● **What needs to be done**
Output each record in full, exactly as it stands.

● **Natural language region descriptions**
##########

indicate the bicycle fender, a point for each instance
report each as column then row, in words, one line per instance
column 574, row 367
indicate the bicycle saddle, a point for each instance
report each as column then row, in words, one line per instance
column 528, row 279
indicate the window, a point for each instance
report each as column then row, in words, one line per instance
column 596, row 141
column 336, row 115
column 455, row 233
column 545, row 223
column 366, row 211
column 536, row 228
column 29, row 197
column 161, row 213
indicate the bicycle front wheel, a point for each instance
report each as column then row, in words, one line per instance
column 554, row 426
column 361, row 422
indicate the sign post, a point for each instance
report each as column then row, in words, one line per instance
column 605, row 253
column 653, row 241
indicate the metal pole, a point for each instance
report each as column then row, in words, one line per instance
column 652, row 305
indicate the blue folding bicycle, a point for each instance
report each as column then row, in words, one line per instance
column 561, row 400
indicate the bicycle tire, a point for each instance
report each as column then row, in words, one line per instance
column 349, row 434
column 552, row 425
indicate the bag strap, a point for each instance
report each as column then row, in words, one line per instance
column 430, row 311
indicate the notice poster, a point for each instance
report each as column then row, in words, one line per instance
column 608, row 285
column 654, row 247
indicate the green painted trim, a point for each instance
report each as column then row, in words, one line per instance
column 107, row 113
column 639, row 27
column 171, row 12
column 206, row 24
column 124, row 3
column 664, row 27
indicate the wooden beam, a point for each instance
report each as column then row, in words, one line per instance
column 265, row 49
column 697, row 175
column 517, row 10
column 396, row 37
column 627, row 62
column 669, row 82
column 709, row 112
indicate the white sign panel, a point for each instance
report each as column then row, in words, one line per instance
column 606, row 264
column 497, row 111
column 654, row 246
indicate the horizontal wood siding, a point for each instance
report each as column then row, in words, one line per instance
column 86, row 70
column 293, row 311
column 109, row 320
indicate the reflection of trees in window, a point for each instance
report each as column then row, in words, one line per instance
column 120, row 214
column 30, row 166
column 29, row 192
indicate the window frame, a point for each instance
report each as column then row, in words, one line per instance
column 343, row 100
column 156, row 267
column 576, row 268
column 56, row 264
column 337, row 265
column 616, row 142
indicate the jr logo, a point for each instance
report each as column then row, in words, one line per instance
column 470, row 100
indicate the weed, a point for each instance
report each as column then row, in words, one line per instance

##########

● **The completed task**
indicate the bicycle fender, a point for each instance
report each as column then row, in words, one line per instance
column 574, row 367
indicate the bicycle saddle, a point for each instance
report each as column then row, in words, one line per instance
column 528, row 279
indicate the window, a point for each instance
report each as column then row, in words, one line per instance
column 596, row 141
column 336, row 115
column 455, row 233
column 545, row 223
column 366, row 211
column 536, row 228
column 29, row 197
column 161, row 213
indicate the bicycle front wheel, a point for each instance
report each as column then row, in words, one line per instance
column 554, row 426
column 361, row 422
indicate the sign post, a point for each instance
report each as column then row, in words, one line per instance
column 605, row 253
column 653, row 241
indicate the metal pole, a point for each instance
report each as column then row, in words, one line per instance
column 652, row 305
indicate the blue folding bicycle, a point for each instance
report each as column then row, in words, one line per instance
column 561, row 400
indicate the bicycle tire, a point for each instance
report each as column then row, in words, one line per instance
column 349, row 434
column 552, row 425
indicate the bag strap, a point for each instance
report each as column then row, in words, one line per instance
column 430, row 311
indicate the notice poster, a point for each instance
report each as column then row, in words, one line per instance
column 608, row 285
column 654, row 247
indicate the green painted trim, a point for each instance
report each as column then row, in words, one line per instance
column 107, row 113
column 639, row 27
column 171, row 12
column 206, row 24
column 124, row 3
column 664, row 27
indicate the wooden beam, a point for each instance
report each as column then row, in words, one line per instance
column 265, row 49
column 697, row 175
column 517, row 10
column 396, row 37
column 627, row 62
column 669, row 82
column 709, row 112
indicate the white sign panel, a point for each instance
report each as column then row, in words, one line per instance
column 606, row 264
column 497, row 111
column 654, row 246
indicate the horizontal wood siding, a point for each instance
report each as column then row, in words, one line per instance
column 86, row 70
column 293, row 311
column 109, row 320
indicate the reflection of trees in window, a point for each instance
report each as column then row, in words, one line per instance
column 120, row 214
column 30, row 166
column 29, row 192
indicate the window frame, a point for each instance
report each as column then row, in words, one line per instance
column 343, row 100
column 156, row 267
column 576, row 268
column 56, row 264
column 337, row 265
column 616, row 142
indicate the jr logo, a point for each instance
report each as column then row, in words, one line per instance
column 470, row 100
indicate the weed, a point for each instance
report each as column then row, in words, one line per instance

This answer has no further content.